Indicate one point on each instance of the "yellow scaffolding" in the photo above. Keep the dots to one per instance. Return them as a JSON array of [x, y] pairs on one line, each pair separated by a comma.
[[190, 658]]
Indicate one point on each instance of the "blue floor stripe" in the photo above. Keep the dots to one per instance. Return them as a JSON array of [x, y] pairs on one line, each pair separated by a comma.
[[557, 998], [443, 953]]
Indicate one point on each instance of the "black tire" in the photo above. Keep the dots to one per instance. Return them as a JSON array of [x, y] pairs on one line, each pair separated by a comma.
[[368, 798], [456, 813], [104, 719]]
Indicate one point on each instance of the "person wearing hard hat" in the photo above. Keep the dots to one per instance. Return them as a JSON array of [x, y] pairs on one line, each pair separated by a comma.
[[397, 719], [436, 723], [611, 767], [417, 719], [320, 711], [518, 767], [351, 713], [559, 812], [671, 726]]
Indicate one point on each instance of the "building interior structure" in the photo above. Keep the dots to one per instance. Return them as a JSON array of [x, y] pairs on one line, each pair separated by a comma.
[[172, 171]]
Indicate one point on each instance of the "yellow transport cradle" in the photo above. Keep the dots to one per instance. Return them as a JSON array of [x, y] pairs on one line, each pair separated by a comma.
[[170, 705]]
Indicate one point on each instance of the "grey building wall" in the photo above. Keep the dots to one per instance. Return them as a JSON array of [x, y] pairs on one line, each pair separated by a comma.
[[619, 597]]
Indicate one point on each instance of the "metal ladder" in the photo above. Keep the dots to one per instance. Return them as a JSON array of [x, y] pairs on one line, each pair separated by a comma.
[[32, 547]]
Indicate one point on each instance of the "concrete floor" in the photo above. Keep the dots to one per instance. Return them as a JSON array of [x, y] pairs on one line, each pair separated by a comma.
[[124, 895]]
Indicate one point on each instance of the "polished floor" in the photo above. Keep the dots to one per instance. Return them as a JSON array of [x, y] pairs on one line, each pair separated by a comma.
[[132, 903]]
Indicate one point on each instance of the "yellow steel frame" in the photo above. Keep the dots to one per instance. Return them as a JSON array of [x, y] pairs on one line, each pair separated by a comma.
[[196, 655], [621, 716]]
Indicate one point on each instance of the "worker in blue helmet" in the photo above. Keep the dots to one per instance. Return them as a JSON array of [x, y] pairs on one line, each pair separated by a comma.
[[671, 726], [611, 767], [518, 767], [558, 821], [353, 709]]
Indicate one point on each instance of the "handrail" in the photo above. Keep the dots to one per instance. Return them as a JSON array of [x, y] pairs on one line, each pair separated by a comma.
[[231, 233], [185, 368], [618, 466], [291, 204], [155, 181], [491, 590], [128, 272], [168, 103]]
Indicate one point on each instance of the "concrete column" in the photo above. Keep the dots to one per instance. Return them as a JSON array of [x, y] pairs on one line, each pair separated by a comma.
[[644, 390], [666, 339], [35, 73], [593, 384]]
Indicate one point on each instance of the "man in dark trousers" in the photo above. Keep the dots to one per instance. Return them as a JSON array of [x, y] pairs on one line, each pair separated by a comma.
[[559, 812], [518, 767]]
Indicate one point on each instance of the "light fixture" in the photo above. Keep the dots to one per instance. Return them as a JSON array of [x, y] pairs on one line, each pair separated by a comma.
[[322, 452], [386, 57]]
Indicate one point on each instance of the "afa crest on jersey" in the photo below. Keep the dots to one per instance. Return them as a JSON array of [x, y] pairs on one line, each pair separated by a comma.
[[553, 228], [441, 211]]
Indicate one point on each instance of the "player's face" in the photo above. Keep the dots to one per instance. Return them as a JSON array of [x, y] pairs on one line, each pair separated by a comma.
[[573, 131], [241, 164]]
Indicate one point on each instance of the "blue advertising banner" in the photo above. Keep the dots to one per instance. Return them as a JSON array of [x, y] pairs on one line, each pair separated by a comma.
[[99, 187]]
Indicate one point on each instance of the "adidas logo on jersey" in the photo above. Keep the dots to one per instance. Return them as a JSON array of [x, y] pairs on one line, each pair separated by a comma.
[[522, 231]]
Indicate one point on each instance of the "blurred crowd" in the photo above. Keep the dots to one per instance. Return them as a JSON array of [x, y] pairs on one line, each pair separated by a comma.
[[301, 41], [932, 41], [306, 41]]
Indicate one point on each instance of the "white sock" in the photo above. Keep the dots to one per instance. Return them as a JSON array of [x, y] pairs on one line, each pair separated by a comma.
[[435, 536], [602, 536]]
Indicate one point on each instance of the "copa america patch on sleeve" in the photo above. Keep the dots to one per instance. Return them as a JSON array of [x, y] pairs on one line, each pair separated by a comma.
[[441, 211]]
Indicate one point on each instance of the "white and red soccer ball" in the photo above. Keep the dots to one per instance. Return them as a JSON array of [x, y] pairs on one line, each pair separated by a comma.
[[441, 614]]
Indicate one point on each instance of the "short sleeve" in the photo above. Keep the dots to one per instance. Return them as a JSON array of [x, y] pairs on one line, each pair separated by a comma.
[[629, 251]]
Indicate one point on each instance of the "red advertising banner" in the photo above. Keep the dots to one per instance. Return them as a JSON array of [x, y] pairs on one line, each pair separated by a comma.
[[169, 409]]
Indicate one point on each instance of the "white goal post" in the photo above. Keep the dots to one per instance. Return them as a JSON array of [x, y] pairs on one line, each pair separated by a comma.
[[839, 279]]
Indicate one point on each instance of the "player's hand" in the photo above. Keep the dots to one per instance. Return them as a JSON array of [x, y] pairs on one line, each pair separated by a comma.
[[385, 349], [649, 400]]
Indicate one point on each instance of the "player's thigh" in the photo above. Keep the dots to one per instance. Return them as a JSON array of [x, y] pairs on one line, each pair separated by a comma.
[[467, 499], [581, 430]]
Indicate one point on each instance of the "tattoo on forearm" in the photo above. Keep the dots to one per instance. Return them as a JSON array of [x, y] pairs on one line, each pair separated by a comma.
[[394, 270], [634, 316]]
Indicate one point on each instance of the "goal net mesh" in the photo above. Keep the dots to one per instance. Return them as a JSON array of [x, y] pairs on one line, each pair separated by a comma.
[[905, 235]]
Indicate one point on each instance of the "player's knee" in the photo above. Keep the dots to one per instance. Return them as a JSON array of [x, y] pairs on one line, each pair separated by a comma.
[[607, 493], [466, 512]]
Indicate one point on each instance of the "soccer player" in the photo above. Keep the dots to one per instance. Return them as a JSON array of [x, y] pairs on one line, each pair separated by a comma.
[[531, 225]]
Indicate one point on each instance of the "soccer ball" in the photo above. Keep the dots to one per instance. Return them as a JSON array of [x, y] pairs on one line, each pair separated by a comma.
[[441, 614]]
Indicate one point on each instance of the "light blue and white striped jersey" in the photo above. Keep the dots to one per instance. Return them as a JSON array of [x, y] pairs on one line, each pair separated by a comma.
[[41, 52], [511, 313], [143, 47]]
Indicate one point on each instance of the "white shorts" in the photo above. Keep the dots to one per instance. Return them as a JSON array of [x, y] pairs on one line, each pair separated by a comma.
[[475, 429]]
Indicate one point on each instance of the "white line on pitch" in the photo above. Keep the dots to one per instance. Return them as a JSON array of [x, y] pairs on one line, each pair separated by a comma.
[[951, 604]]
—————
→ SET TASK
Reproduce every line from the first line of the items through the line with "[[32, 547]]", both ends included and the item text kept. Multiply each x and y coordinate in the answers by 2.6 and round it to a whole number, rounding halves up.

→ TASK OUTPUT
Indicate one point on each instance of the "yellow scaffolding" in the photo above. Keep the dots to one per instance. Return them as a JSON array of [x, y] pairs on one line, each pair separated by a comma.
[[494, 1711]]
Indicate one point on each instance of the "blue floor stripe" in the photo above. Keep the dots to one per instance. Return them as a JSON array of [x, y] pairs on one line, each pair separated by a comma.
[[1448, 2595], [1152, 2478]]
Indicate one point on each instance of the "black tire" in the photo above. Keep the dots to one per instance. Return them as a JSON array of [x, y] pairs on one line, each pair separated by a comma.
[[957, 2075], [1186, 2114], [270, 1869]]
Indicate one point on each instance of the "person wearing hard hat" in the photo above. Keep the dots to one per instance. Return them as a JSON array of [x, y] pairs on one line, each pair separated by a comma.
[[1032, 1869], [1134, 1880], [1589, 1994], [1084, 1869], [832, 1849], [1347, 1994], [913, 1854], [1453, 2111], [1745, 1888]]
Indicate one point on each instance of the "building interior structure" in the photo above. Keep the dots to one per instance. Return them as a JSON array of [x, y] pairs on one line, each pair separated by a comma.
[[447, 445]]
Indicate one point on each instance of the "yellow transport cradle" in the photo above. Keep the dots to one per instance. Return them as a JSON array of [x, y] pairs on one line, each pair separated by a comma.
[[442, 1833]]
Indicate one point on each instance of the "grey building wall" in the photo above. Keep the dots to one per instance. Return them as a JSON array of [x, y] pairs on one line, each pair separated by a comma.
[[1609, 1552]]
Indicate one point on each instance of the "metal ladder" in the photo above. Keep the dots to one per instance. Return them as a JSON array of [x, y] pairs on one line, each pair separated by a comma.
[[83, 1422]]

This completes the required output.